Selected extract:
BEGIN
Updated Oct.22 10:35 am
By Ariella Cohen, The Lens staff writer
As state officials ratified Gov. Bobby Jindal’s plan to transfer $22.5 million from myriad local projects to a new steel and iron factory in St. James Parish, New Orleans legislators joined their colleagues statewide in a simple chorus: We were bamboozled.
State legislators overwhelmingly approved the plan to shift the money recently, but some said they did so by mail, not fully realizing what they were doing.
Legislators approved a statewide construction budget in the spring, and Jindal signed it in July. Traditionally, if changes need to be made to spending bills after the Legislature adjourns, the lawmakers do so by mail-in ballot.
But state Sen. J.P. Morrell, D-New Orleans, said it’s usually a nip or a tuck – not an amputation.
“It was the fist time in recent history that there was that significant a re-appropriation,” Morrell said.
Morrell admitted that part of the problem – and part of the responsibility – rests with him and his colleagues, who don’t always fully read the measures they vote on, which are largely procedural. He said, though, that they rely on the governor generally to respect their wishes.
END
Work to complete:
[1] In the article on the funding transfer, how much money did Gov. Bobby Jindal's plan move to the new steel and iron factory in St. James Parish?
[2] Write the next few sentences of the article on the funding transfer, picking up after its final sentence.
The entries that follow the article are not needed for either task.

Records shown:
BEGIN
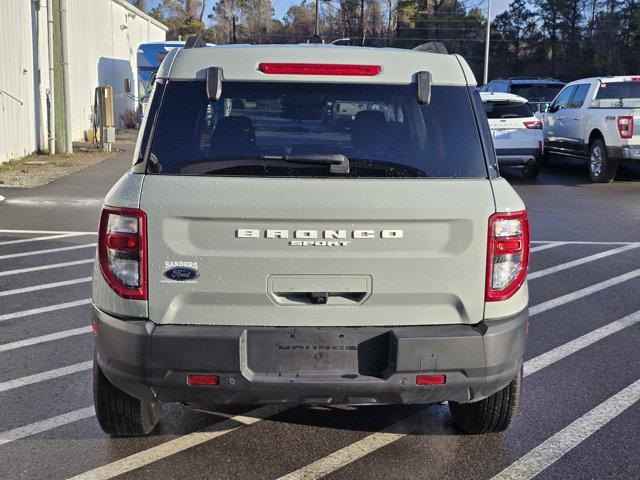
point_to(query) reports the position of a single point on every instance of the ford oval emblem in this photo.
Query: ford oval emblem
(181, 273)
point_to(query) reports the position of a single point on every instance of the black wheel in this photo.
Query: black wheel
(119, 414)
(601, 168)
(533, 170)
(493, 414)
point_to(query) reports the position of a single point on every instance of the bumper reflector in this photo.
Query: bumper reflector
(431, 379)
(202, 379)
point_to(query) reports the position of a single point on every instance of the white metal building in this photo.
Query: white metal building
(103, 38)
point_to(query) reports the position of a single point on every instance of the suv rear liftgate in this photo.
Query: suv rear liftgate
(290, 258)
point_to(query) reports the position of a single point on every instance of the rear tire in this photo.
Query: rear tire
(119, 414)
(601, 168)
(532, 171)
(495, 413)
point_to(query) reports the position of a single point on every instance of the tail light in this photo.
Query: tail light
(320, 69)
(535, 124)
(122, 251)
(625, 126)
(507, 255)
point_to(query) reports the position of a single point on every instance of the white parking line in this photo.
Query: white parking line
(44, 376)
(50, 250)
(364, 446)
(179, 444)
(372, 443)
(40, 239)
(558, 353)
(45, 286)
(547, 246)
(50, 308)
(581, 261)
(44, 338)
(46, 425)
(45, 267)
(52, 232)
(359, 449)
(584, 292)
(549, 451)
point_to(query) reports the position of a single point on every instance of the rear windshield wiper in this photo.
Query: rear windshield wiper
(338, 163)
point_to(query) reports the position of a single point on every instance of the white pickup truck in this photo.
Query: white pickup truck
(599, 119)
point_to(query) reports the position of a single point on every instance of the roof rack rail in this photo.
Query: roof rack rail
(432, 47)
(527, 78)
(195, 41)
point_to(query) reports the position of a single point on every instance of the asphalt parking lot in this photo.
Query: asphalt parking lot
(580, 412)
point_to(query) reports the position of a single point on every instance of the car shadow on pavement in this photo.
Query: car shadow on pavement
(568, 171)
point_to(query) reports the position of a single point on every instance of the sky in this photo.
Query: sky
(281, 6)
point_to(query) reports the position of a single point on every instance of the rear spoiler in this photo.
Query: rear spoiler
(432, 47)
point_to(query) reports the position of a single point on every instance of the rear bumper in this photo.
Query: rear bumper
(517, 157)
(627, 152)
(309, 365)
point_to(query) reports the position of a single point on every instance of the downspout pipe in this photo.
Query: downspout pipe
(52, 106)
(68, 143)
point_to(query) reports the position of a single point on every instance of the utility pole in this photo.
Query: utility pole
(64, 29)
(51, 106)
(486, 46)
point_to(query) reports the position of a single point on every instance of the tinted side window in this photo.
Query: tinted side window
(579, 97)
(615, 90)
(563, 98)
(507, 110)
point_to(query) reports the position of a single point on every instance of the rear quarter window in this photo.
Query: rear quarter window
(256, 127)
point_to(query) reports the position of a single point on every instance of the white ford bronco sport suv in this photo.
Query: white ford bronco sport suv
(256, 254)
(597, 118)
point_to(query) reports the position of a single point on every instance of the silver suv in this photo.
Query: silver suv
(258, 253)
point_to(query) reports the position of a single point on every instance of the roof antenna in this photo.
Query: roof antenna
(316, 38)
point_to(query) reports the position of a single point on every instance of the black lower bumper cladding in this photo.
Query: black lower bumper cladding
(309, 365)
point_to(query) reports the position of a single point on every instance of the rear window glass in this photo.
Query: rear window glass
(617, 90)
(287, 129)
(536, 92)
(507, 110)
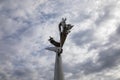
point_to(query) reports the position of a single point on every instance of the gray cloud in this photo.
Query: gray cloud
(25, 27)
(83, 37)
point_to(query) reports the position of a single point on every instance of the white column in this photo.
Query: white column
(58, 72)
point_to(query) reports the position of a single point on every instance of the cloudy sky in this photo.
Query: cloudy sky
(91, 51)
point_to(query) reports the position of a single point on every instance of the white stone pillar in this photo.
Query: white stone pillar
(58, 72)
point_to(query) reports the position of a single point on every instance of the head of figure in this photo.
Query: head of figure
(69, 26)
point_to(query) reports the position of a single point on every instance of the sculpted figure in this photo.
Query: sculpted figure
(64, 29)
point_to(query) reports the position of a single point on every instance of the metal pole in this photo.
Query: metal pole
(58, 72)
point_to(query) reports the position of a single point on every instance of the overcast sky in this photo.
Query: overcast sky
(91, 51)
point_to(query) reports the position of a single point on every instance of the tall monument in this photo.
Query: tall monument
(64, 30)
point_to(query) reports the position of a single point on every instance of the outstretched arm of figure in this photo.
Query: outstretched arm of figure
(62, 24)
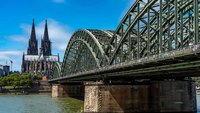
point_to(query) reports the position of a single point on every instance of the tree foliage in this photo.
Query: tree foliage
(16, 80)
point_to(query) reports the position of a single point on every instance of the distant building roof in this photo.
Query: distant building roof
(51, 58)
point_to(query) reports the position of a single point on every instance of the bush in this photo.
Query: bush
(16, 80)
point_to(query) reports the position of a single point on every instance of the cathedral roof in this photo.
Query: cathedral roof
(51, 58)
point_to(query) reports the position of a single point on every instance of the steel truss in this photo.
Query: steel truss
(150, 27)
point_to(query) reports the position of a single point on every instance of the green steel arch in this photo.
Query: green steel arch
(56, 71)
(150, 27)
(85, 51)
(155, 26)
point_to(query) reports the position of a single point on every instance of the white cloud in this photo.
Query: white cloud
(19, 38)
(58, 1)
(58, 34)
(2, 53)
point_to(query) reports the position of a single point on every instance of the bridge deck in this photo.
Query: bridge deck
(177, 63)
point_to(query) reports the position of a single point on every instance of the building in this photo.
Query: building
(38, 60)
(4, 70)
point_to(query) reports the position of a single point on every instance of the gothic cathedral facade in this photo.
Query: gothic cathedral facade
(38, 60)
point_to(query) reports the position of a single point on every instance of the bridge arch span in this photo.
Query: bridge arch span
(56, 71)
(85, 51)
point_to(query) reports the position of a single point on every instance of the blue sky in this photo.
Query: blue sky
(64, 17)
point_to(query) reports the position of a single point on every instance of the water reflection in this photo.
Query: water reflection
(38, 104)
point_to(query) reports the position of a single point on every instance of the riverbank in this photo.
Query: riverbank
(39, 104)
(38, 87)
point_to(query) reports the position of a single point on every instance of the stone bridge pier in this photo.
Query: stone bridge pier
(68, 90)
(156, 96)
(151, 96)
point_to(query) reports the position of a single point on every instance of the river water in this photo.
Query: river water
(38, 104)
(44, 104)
END
Responses in order:
[1] $22.5 million.

[2]
“We made a mistaken assumption that it was going to be the usual small changes and that the governor would notify us if he was going to cut funding for our projects,” he said. “We assumed he would give us that courtesy.
“There is a level of trust that exists between the governor and the legislature and now that trust has been broken,” he said.
The New Orleans area lost a little more than $4 million over about a dozen projects, including $375,000 for a grocery on St. Claude Avenue, $50,000 for the Louisiana Children’s Museum and $25,000 for a Treme senior center. Other projects that lost money are:
*$50,000 for a walking path on St. Anthony Avenue in Gentilly
* $2.5 million for Audubon Nature Institute to fund an elephant exhibit at the zoo
*$175,000 for a renovation and addition to the The Jazz and Heritage Center
*$25,000 for the Treme Community Education Program for program operations, planning and construction
*$225,000 for walking and bike trail in eastern New Orleans
*$250,000 for the Irish Channel St. Andrew Street Elderly Resource Center
*$100,000 for the Milne Boys Home construction and planning
*$125,000 for the University of New Orleans for renovating a science building
Legislators said they feel betrayed by the move, which was necessary for Jindal to make good on promises made to lure Nucor Corp. to the River Parishes.
“You’re basically coming in saying you really don’t want to do what we voted on,” state Rep. Hunter Greene, R-Baton Rouge, said at a meeting of the state Bond Commission.
That agency’s vote today was the final approval needed for the financial transfer.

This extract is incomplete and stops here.